According to the Theodore Roosevelt Association and Encyclopedia Britannica, Theodore Roosevelt's strong belief in social justice is embodied in his proposals for a "New Nationalism".

The central issue he argued was government protection of human welfare and property rights, but he also argued that human welfare was more important than property rights.  He insisted that only a powerful federal government could regulate the economy and guarantee justice, and that a President can succeed in making his economic agenda successful only if he makes the protection of human welfare his highest priority.

In terms of policy, Roosevelt's platform included a broad range of social and political reforms advocated by progressives.

Conservationist 

In a speech that Roosevelt gave at Osawatomie, Kansas on August 31, 1910, he outlined his views on conservation of the lands of the United States:

Corporate regulations 
For the first time in American history, through the Hepburn Act, the power to enact Price controls was passed into law.  The act was strongly endorsed by the President, and its enactment was considered a major legislative victory for the Roosevelt Administration.

• DATASET EXTRACT:
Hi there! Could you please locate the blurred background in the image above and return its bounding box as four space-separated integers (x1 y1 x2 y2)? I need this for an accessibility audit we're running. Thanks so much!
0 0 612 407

• WHAT YOU NEED TO DO:
Please answer these questions from the excerpt on Theodore Roosevelt's New Nationalism above:
1. Where and on what date did Roosevelt give the speech outlining his views on conservation?
2. What did Roosevelt argue was more important than property rights?
3. Through which act was the power to enact price controls first passed into law?

• OUTPUT OF THE TASK:
1. Osawatomie, Kansas, on August 31, 1910.
2. Human welfare.
3. The Hepburn Act.